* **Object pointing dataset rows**
####
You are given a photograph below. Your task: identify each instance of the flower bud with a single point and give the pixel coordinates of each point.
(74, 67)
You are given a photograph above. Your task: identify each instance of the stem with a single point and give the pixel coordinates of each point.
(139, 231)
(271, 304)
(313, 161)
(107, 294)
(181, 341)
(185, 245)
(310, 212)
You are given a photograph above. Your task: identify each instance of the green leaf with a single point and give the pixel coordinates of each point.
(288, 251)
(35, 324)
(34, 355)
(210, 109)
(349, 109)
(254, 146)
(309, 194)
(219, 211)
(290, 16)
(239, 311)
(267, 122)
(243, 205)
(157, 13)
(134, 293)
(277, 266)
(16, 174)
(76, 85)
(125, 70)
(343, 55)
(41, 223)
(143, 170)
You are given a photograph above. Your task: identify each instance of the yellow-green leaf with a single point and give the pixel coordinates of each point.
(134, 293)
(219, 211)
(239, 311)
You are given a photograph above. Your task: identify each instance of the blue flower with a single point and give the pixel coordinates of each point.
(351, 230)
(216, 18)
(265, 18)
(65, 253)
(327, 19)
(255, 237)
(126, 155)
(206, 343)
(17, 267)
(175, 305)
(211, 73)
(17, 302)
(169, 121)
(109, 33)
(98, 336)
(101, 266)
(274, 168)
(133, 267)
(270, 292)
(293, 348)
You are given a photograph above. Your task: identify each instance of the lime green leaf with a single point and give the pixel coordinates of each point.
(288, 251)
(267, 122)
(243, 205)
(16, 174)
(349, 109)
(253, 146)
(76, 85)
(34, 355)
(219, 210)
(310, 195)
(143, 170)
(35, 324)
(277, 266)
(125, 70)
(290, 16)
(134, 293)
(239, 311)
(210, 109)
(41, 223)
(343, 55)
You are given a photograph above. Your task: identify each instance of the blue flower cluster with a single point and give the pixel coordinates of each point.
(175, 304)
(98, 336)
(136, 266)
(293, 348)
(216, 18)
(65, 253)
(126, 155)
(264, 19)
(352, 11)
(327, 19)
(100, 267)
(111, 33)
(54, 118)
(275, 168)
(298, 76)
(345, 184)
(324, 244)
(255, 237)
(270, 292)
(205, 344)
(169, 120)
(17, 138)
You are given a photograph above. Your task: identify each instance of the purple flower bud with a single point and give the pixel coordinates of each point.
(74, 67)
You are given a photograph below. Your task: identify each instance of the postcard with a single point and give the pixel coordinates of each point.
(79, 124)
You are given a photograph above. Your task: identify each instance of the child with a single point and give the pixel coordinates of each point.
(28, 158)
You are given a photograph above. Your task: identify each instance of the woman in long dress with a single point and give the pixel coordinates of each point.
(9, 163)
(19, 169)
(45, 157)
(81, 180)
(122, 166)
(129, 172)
####
* **Goal of the exercise**
Repeat each record in full; every line must match exactly.

* **Reply to the task**
You are given a photograph below. Your task: identify each instance of the flower bud with a single point and give the pixel coordinates of each point.
(74, 67)
You are given a photograph above. Your task: identify each instance of the stem with a single point and give the pixel coordinates of each point.
(139, 231)
(271, 304)
(313, 161)
(107, 294)
(181, 341)
(185, 245)
(310, 212)
You are given a photograph above. Your task: identify each instance of the green leaf with a single point and give the pixel coordinates of each point.
(288, 251)
(35, 324)
(34, 355)
(210, 109)
(349, 109)
(254, 146)
(309, 194)
(219, 211)
(290, 16)
(239, 311)
(267, 122)
(243, 205)
(157, 13)
(134, 293)
(277, 266)
(16, 174)
(76, 85)
(125, 70)
(343, 55)
(41, 223)
(143, 170)
You are given a photograph above. Your task: identify each instance of the yellow-green leaf with a single point and give the pixel coordinates of each point.
(134, 293)
(219, 211)
(239, 311)
You are given a photograph above. Your task: identify each instance of the blue flower with a single point and give the pixel coordinates of each point.
(351, 230)
(216, 18)
(265, 18)
(65, 253)
(327, 19)
(255, 237)
(126, 155)
(206, 343)
(17, 267)
(175, 305)
(211, 73)
(17, 302)
(169, 121)
(109, 33)
(98, 336)
(101, 266)
(274, 168)
(133, 267)
(270, 292)
(293, 348)
You are given a photograph above. Your task: identify each instance of the lime green leaf with a single point and give the pixel coordinates of each point.
(288, 251)
(267, 122)
(243, 205)
(16, 174)
(349, 109)
(253, 146)
(76, 85)
(34, 355)
(219, 210)
(310, 195)
(143, 170)
(35, 324)
(277, 266)
(125, 70)
(290, 16)
(134, 293)
(239, 311)
(210, 109)
(41, 223)
(343, 55)
You are given a photograph above. Your task: identify each instance of the blue flower cluster with a single point and give the pixel coordinates of each point.
(175, 304)
(98, 336)
(136, 266)
(293, 348)
(216, 18)
(65, 253)
(126, 155)
(264, 19)
(352, 11)
(327, 19)
(100, 267)
(111, 33)
(54, 118)
(275, 168)
(298, 76)
(345, 184)
(324, 244)
(255, 237)
(270, 292)
(205, 344)
(169, 120)
(17, 138)
You are given a photograph above. Your task: identify each instance of the purple flower bud with a single point and give the pixel coordinates of each point.
(74, 67)
You are given a photograph below. Your task: identify each instance of the postcard with a single point and give the pixel coordinates of each point.
(79, 124)
You are given a photograph above. Your task: identify each instance of the child with a single point and give the pixel coordinates of each point.
(28, 158)
You are given a photograph above. Your task: identify each instance of the woman in long dress with a single point and give the pixel coordinates of each point.
(9, 163)
(19, 169)
(45, 157)
(81, 180)
(122, 166)
(129, 172)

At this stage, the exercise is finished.